WRITTEN REQUEST 1 » Count the lines in the records below that contain the string "belt", treating uppercase and lowercase as different. What is the number? Reply with the number alone.

EXTRACT »
Wednesday, August 31, 2005

Its a very prickly thing

I'm a big music buff, I literly always have songs running through my head, and I"m never with out my cd player.

But its when I'm in a still house with complete silence that I feel time. I feel it changing, and growing, and leaving.

So perhaps thats why I'll always carry earphones.

On another topic all together, heres the best diet plan ever.

Stress.

I'm sure its a thing of personal prefrence, but when I"m nervise about something, or really stressed about meeting someone, I can't eat. I"m not hungry, and I just want to throw up really badly.

Now I"m begining to reilze that theres a simpler way to go about this that I"ve found. It's like when your having a really bad day, only to find out someone else is having one also.

You feel like maybe you can get by.

Only with this, you put your complet trust it, which is a almost impossible task to complete.

Especailly for me. We all build up these walls, and we know that if we don't let anything out, we won't get as hurt, we won't feel, we will get by.

But you become numb.

And then you relize that you have no reason to go to bed at night, it just means you'll have to get up in the morning, and that task in it's self seems impossible.

But having that knowladge deep down that it WILL be okay, no matter whats going on at the moment, that someday, sometime, in the future, things will be better, is the only way I know anyone can get over things.

RECORDS PROVIDED »

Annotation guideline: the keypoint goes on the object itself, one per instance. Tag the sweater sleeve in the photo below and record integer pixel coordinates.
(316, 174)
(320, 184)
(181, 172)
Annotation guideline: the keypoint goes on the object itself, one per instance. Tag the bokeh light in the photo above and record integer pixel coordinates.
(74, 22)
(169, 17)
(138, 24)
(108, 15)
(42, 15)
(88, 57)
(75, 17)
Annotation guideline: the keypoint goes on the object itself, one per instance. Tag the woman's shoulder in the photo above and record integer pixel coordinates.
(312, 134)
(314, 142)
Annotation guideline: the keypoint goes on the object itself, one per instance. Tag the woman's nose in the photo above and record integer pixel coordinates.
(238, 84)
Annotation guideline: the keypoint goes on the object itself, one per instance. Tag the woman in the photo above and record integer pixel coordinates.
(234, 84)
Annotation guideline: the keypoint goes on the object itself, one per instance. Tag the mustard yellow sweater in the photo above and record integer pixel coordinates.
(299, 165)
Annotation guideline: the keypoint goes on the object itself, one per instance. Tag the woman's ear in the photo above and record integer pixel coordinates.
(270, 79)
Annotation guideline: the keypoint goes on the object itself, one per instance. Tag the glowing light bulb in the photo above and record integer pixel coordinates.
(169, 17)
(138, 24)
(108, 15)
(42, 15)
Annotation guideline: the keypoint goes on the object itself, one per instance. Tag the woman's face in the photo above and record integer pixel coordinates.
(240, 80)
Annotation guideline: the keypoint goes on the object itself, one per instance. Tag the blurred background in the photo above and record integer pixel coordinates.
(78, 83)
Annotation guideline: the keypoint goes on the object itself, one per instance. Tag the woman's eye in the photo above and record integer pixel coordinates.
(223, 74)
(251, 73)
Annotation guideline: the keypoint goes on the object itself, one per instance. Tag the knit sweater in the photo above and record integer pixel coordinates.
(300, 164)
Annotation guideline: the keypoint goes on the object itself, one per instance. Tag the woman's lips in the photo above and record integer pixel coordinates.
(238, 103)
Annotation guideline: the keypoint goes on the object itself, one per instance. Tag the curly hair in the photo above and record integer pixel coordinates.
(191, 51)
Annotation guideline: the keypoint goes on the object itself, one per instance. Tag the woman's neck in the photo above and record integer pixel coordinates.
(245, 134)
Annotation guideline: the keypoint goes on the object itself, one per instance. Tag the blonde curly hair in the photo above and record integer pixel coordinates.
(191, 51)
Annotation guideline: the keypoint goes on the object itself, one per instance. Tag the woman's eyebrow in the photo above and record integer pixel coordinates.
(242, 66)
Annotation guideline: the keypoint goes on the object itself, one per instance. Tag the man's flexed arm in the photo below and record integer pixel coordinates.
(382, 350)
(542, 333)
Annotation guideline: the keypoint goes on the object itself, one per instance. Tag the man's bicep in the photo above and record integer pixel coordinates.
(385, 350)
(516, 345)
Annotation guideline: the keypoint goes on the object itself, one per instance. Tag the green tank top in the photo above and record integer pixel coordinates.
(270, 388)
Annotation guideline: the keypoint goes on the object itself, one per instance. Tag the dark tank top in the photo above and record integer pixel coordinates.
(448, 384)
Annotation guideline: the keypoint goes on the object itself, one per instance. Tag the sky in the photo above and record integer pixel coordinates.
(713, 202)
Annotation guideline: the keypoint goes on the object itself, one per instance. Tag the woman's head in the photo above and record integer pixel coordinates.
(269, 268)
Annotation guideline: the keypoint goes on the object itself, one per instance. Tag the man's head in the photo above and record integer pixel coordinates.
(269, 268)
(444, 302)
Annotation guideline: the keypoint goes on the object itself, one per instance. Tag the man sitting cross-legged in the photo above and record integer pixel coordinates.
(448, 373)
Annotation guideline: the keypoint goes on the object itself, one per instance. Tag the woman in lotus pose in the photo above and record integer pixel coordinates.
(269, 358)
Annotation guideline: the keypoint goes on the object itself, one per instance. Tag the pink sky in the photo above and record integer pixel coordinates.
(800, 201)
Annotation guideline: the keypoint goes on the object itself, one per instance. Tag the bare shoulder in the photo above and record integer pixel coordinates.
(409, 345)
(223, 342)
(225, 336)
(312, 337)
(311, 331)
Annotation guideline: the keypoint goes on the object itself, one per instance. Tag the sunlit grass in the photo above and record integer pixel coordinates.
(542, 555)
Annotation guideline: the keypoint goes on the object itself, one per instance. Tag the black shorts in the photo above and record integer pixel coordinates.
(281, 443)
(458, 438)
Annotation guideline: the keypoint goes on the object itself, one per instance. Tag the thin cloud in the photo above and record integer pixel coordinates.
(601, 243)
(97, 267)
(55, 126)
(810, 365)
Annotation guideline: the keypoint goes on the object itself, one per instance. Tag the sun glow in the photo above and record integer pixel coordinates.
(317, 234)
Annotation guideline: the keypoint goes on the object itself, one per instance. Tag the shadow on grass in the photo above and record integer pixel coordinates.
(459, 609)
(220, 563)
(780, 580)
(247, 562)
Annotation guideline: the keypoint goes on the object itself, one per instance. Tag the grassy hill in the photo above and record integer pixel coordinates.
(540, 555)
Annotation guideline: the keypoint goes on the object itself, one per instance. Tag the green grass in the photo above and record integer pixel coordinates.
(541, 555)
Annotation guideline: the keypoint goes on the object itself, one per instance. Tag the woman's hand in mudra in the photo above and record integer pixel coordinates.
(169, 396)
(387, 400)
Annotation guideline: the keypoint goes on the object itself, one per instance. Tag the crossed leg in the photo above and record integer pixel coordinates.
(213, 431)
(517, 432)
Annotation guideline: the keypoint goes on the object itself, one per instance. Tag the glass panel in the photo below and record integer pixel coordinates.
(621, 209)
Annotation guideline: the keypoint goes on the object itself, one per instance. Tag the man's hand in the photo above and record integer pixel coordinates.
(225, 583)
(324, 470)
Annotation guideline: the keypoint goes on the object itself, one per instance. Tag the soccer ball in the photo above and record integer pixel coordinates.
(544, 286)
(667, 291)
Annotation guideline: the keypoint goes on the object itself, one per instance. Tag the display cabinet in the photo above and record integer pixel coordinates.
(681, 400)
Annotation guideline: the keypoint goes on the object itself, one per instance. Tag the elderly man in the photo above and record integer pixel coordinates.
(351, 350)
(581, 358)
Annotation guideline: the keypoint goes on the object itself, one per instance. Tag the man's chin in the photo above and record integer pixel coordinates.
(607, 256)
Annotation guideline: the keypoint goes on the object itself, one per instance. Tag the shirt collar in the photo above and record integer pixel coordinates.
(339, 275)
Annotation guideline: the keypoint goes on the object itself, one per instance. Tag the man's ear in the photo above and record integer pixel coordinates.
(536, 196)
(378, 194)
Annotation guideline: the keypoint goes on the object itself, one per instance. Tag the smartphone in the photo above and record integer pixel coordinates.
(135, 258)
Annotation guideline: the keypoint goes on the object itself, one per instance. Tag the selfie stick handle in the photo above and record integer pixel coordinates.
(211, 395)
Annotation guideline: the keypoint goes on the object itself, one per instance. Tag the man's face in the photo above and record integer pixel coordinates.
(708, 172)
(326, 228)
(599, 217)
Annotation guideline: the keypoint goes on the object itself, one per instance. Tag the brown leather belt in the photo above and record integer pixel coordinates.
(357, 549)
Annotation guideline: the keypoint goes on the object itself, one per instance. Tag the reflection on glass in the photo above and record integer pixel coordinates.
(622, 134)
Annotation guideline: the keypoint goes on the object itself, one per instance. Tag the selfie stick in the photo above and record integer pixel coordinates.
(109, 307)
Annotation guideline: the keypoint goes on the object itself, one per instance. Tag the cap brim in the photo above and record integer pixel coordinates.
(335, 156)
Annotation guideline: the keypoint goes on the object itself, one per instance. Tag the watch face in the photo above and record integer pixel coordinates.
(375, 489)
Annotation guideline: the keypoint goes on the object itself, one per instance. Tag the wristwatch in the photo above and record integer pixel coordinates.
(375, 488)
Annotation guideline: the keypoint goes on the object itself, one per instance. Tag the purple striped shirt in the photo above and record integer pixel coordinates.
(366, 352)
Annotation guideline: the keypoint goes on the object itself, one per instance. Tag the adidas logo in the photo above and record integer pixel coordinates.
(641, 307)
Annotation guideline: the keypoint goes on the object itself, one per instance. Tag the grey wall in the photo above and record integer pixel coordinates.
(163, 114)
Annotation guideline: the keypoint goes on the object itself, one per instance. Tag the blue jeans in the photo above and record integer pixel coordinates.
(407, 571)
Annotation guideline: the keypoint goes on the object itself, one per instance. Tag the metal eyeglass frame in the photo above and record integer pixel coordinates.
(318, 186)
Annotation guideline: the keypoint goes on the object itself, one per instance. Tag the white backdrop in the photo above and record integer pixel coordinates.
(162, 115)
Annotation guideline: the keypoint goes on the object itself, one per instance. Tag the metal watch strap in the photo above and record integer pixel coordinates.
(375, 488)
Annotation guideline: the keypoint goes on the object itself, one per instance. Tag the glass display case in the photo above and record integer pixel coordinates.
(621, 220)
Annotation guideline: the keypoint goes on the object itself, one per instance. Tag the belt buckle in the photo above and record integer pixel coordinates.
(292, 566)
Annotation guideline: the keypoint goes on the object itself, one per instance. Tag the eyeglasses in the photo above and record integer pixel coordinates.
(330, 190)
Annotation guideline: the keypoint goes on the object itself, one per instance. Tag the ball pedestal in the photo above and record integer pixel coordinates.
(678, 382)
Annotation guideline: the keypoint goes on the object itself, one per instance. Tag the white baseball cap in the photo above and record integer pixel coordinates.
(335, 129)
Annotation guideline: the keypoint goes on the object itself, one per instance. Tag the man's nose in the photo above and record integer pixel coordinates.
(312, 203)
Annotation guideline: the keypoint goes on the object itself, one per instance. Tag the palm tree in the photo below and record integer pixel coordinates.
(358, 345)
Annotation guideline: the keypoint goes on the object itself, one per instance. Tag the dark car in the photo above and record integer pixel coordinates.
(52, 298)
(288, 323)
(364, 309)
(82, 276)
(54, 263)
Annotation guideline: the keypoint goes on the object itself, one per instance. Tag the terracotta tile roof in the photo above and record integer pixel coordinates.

WRITTEN REQUEST 2 » Output everything in the blog post from "On another topic" down to "having one also.", copied word for word.

WRITTEN REPLY 1 » 2

WRITTEN REPLY 2 »
On another topic all together, heres the best diet plan ever.

Stress.

I'm sure its a thing of personal prefrence, but when I"m nervise about something, or really stressed about meeting someone, I can't eat. I"m not hungry, and I just want to throw up really badly.

Now I"m begining to reilze that theres a simpler way to go about this that I"ve found. It's like when your having a really bad day, only to find out someone else is having one also.